§ SOURCE PASSAGE

2013, Klöckner Cronauer, Christina, Schmid Mast, Marianne

Empathy is a central element of patient centered-care and therefore believed to improve patient outcomes. Empathy consists of multiple components (cognitive, affective, and behavioral), which play together in an interaction between the physician and a patient. Physician and patient characteristics affect empathy in the specific interaction. Empirical results on the effects of empathy on patient outcomes are ambiguous and incomparable, because studies mostly measure only one component of empathy in relation to patient outcomes or physician and patient characteristics.
Study 1 addresses the research question whether different components of empathy are related patient outcomes and patient characteristics. To do we videotaped general practitioners with a maximum of 5 of their patients in their medical practices. We assessed different physician empathic components (cognitive, affective, and behavioral) using different measures for each component as well patient outcomes (satisfaction, trust) and characteristics (general health status) through self-evaluation. Results indicate that different components of empathy are related differently to patient outcomes and that using different measures influences our study results. Patient characteristics are related to all empathic components.

§ MATERIAL SUPPLIED
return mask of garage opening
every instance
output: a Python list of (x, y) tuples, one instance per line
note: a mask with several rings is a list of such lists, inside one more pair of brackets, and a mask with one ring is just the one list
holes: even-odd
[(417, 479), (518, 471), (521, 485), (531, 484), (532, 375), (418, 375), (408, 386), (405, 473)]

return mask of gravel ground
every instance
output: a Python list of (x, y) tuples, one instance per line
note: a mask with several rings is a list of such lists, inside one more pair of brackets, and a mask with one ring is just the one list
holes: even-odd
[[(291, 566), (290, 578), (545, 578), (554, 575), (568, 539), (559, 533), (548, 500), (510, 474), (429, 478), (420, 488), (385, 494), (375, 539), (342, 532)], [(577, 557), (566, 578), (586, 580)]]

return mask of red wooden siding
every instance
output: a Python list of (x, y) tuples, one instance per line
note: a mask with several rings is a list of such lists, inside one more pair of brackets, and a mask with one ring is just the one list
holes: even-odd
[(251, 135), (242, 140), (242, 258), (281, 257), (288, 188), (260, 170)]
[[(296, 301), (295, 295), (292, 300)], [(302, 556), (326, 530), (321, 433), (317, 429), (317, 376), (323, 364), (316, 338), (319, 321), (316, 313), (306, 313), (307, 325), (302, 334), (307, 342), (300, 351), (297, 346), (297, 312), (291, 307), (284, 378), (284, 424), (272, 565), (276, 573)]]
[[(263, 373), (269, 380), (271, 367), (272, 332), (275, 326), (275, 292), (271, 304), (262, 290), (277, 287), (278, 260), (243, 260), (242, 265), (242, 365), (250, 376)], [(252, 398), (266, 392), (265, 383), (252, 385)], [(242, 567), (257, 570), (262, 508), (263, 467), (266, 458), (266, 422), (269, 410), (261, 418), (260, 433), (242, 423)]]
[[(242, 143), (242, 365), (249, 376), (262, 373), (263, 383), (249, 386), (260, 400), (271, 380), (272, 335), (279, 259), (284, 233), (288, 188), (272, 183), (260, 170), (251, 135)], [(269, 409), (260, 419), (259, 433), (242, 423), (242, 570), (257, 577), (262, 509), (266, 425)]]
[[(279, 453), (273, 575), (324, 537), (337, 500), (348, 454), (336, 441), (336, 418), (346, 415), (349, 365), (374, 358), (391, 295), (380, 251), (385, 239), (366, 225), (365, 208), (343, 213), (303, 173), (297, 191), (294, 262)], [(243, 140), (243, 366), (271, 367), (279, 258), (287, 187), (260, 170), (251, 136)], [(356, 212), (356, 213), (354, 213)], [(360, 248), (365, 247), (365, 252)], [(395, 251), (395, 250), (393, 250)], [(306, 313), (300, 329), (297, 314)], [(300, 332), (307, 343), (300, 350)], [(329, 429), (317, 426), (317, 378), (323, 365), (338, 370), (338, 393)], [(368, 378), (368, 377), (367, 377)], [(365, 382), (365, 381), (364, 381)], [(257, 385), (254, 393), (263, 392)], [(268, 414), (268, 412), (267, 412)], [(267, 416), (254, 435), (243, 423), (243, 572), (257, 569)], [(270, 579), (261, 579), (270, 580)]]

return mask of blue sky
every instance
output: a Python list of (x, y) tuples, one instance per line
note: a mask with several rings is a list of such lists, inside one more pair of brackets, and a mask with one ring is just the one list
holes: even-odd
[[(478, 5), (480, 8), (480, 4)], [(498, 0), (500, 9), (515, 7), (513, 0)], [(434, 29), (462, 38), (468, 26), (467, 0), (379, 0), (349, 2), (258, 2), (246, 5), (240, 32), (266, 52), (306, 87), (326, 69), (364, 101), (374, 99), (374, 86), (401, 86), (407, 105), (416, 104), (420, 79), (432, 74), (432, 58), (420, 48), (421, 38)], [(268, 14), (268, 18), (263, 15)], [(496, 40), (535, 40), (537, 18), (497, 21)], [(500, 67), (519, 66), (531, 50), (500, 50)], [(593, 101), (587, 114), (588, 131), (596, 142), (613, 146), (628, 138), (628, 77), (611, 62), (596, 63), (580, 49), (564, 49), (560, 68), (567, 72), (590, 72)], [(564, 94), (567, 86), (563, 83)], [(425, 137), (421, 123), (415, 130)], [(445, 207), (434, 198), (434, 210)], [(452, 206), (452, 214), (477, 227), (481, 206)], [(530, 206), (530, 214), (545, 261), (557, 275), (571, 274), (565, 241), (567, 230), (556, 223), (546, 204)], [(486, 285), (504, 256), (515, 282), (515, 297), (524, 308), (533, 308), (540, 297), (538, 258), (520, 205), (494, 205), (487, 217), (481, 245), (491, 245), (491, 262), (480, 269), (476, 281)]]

§ WHAT THIS EXERCISE ASKS
A) From the abstract on physician empathy, extract the part that opens with the words containing "Study 1 addresses" and closes with "all empathic components.".
B) Using the abstract on physician empathy, decide whether each statement agrees with it. Answer yes or no for each and quote the deciding words.
(i) Empathy is described as having cognitive, affective, and behavioral components.
(ii) General practitioners were videotaped with up to ten of their patients.
(iii) Patient characteristics were related only to the behavioral component of empathy.
C) List every component of empathy that the abstract on physician empathy names.

§ RESULTS BY TASK
A)
Study 1 addresses the research question whether different components of empathy are related patient outcomes and patient characteristics. To do we videotaped general practitioners with a maximum of 5 of their patients in their medical practices. We assessed different physician empathic components (cognitive, affective, and behavioral) using different measures for each component as well patient outcomes (satisfaction, trust) and characteristics (general health status) through self-evaluation. Results indicate that different components of empathy are related differently to patient outcomes and that using different measures influences our study results. Patient characteristics are related to all empathic components.

B)
(i) Yes: "Empathy consists of multiple components (cognitive, affective, and behavioral)"
(ii) No: "we videotaped general practitioners with a maximum of 5 of their patients"
(iii) No: "Patient characteristics are related to all empathic components."

C) cognitive, affective, behavioral